REQUEST:
Please convert the data from its start through the line containing "top-left (22, 127), bottom-right (97, 200)" into a two-column CSV with the headers input and output, giving each input text and its answer one row. Put each value in a single quoted field, replace line breaks with spaces, and omit the pictures.

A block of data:
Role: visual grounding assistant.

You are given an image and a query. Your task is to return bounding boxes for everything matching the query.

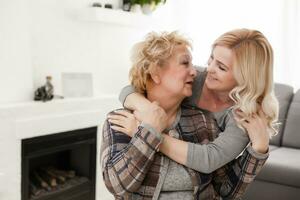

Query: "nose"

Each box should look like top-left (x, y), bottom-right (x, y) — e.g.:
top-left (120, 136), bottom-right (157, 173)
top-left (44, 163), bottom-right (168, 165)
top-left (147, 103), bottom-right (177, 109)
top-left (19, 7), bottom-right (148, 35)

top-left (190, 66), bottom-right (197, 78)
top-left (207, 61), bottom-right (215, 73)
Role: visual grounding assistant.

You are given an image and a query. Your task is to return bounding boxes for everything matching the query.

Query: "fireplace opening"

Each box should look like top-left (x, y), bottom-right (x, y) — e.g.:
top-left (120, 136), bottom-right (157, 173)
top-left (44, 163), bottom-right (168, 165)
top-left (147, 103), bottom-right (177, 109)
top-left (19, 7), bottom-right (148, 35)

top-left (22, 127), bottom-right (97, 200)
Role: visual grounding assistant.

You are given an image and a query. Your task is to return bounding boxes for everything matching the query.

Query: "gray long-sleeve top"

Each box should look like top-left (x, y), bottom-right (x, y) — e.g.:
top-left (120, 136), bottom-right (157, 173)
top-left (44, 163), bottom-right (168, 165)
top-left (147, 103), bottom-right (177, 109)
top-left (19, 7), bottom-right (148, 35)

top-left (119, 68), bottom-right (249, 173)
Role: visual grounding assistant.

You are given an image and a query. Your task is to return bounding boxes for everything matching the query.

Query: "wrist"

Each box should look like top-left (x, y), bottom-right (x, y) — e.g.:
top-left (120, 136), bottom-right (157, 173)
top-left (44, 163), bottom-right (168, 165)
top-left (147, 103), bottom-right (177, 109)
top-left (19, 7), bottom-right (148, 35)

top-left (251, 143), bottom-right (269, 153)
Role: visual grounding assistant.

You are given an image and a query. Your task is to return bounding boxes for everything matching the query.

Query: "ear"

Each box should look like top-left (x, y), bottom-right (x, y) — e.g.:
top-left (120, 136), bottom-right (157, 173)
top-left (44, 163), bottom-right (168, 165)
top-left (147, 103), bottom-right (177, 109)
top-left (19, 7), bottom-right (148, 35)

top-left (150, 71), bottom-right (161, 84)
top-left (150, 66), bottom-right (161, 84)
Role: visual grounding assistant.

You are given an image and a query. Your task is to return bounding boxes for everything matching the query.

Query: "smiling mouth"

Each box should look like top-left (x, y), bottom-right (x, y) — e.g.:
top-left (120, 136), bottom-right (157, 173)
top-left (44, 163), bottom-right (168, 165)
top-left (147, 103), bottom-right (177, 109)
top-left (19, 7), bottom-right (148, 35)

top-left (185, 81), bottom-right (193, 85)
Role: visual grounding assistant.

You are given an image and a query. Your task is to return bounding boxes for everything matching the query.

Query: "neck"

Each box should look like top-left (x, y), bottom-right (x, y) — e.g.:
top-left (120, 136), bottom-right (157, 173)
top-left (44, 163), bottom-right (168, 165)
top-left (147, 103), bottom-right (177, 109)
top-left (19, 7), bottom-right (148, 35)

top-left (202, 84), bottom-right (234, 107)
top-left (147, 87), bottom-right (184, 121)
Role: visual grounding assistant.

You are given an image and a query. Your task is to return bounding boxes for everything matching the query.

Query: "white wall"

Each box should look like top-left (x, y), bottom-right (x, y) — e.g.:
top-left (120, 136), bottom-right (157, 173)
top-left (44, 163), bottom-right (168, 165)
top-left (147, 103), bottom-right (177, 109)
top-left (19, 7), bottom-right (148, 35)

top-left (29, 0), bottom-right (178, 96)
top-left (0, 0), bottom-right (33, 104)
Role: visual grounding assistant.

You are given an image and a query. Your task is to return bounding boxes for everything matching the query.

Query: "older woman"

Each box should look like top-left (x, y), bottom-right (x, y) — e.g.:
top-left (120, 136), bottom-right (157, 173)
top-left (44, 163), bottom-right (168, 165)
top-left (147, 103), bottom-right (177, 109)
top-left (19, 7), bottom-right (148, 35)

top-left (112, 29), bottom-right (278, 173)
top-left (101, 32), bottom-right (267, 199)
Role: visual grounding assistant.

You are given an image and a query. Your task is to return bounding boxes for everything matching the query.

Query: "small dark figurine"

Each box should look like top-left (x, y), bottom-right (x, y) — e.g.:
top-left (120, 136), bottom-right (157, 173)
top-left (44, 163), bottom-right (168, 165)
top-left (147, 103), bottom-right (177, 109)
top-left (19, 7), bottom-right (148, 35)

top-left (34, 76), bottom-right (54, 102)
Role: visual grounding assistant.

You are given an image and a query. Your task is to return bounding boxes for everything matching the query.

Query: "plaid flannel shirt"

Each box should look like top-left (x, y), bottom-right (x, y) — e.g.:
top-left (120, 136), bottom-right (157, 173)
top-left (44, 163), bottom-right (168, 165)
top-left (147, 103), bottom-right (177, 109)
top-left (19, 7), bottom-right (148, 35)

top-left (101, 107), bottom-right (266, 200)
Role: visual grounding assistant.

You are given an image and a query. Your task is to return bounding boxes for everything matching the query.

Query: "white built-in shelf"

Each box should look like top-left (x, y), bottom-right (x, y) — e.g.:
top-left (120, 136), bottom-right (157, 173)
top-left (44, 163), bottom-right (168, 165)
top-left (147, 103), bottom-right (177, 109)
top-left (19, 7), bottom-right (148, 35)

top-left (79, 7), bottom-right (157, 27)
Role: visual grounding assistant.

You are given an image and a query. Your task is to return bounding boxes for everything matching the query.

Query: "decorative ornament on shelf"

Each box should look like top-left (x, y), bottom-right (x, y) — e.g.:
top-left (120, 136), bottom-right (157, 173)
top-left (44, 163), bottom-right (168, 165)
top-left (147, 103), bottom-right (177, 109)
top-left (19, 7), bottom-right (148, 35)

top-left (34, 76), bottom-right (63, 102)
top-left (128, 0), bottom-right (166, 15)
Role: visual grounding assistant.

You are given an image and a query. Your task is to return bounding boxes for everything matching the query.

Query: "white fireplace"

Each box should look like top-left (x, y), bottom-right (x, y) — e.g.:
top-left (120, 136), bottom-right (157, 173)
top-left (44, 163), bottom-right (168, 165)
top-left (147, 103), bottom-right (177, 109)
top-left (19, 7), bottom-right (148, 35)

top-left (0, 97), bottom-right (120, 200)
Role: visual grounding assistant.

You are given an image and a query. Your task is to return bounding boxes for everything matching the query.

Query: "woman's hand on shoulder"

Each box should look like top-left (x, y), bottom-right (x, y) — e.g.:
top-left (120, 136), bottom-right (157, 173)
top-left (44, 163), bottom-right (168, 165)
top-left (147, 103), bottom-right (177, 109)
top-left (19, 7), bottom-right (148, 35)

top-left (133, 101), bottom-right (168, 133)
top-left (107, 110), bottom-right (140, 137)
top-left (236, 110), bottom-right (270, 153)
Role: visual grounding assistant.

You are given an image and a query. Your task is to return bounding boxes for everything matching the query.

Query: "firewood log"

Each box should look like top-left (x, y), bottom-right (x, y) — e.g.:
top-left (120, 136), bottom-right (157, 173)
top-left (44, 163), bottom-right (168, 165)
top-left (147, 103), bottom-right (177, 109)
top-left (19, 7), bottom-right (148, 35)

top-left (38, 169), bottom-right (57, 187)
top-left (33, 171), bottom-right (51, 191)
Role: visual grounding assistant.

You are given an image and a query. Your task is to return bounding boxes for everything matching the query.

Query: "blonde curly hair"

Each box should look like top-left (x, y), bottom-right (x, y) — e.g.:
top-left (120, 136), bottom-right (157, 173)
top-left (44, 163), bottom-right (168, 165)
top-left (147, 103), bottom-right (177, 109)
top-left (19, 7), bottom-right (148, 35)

REPLY TO THE EXERCISE:
input,output
"Role: visual grounding assistant. You are given an image and a query. Your task is to return bounding boxes for everything matching the query. Query: ""nose"" Each box should look like top-left (x, y), bottom-right (x, y) — e.g.: top-left (120, 136), bottom-right (157, 173) top-left (44, 163), bottom-right (168, 165) top-left (147, 103), bottom-right (177, 109) top-left (19, 7), bottom-right (148, 35)","top-left (190, 66), bottom-right (197, 78) top-left (207, 61), bottom-right (215, 73)"
"Role: visual grounding assistant. You are given an image and a query. Your task is to return bounding boxes for everything matching the query. Query: ""fireplace opening"" Each box should look like top-left (x, y), bottom-right (x, y) — e.g.: top-left (120, 136), bottom-right (157, 173) top-left (44, 163), bottom-right (168, 165) top-left (147, 103), bottom-right (177, 109) top-left (19, 7), bottom-right (148, 35)","top-left (22, 127), bottom-right (97, 200)"